→ Exercise prompt:
Repeat, exactly and alone, every line from the line that contains "[point] every instance of the clasped" to the end of the entries.

─── Information shown ───

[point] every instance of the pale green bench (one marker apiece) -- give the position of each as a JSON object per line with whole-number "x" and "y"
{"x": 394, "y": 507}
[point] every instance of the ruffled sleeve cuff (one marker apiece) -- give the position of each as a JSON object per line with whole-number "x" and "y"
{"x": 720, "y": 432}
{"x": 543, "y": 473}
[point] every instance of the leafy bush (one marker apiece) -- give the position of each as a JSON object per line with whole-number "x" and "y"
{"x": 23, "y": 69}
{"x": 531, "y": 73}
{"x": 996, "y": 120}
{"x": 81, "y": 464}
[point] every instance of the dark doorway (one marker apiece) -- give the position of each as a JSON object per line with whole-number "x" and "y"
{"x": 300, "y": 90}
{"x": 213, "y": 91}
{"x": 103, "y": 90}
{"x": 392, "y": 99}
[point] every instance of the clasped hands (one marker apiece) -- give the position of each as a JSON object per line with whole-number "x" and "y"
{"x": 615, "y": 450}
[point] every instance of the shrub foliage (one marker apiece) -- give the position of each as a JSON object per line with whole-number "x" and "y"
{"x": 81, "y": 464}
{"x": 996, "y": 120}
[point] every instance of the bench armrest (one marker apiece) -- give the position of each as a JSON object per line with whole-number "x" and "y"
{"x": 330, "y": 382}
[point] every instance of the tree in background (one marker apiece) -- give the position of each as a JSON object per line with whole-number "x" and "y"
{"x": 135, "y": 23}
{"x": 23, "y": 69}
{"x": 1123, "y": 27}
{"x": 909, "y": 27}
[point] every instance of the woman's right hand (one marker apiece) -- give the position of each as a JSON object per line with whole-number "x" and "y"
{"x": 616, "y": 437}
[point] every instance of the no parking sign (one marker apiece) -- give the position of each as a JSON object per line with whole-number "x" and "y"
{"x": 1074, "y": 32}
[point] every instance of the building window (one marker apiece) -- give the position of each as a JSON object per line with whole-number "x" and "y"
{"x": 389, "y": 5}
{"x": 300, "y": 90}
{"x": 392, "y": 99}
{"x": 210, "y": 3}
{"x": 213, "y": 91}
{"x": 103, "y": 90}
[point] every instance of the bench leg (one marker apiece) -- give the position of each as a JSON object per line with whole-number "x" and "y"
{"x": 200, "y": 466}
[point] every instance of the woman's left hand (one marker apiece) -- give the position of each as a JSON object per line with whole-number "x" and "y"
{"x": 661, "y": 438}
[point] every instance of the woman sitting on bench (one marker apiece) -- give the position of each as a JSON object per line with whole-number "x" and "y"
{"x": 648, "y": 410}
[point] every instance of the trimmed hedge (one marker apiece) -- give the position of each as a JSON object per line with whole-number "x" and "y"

───

→ Task response:
[point] every instance of the clasped hands (one marker apiece) -- give the position of each as a JSON object per line with whole-number "x" and "y"
{"x": 615, "y": 450}
[point] every instance of the shrub foliage (one marker apiece) -- give the position of each as a JSON object per line with whole-number "x" and "y"
{"x": 81, "y": 464}
{"x": 996, "y": 120}
[point] every instance of the bench armrest (one marker apiece) -- give the position of each as a JSON object per line with whole-number "x" and "y"
{"x": 330, "y": 382}
[point] every instance of the tree in background (one marker apiece) -- give the position of each as a JSON object per line with whole-number "x" and "y"
{"x": 135, "y": 23}
{"x": 23, "y": 69}
{"x": 1123, "y": 27}
{"x": 909, "y": 27}
[point] every instance of the woman's right hand (one marker apiece) -- give the position of each as a JSON object per line with whole-number "x" and "y"
{"x": 616, "y": 437}
[point] every instance of the no parking sign (one marker apiece) -- give the position of each as a JSON object per line with whole-number "x" and "y"
{"x": 1074, "y": 32}
[point] every instance of the building window (one marker apiece) -- give the position of each as a JSON object per line with whole-number "x" and "y"
{"x": 389, "y": 5}
{"x": 300, "y": 90}
{"x": 392, "y": 99}
{"x": 210, "y": 3}
{"x": 213, "y": 91}
{"x": 103, "y": 90}
[point] every instance of the bench leg (one marker apiece) -- give the position of each as a JSON object per line with whole-number "x" and "y"
{"x": 200, "y": 466}
[point] every instance of the woman's left hand (one marker apiece) -- give the position of each as a JSON object per line with whole-number "x" and "y"
{"x": 661, "y": 438}
[point] every instance of the woman sitting on bench (one marker apiece) -- give the position of each as a JSON object per line with whole-number "x" and "y"
{"x": 648, "y": 410}
[point] every instance of the trimmed hedge (one marker apiece) -- give the position of each as a JSON object per line with whole-number "x" and "y"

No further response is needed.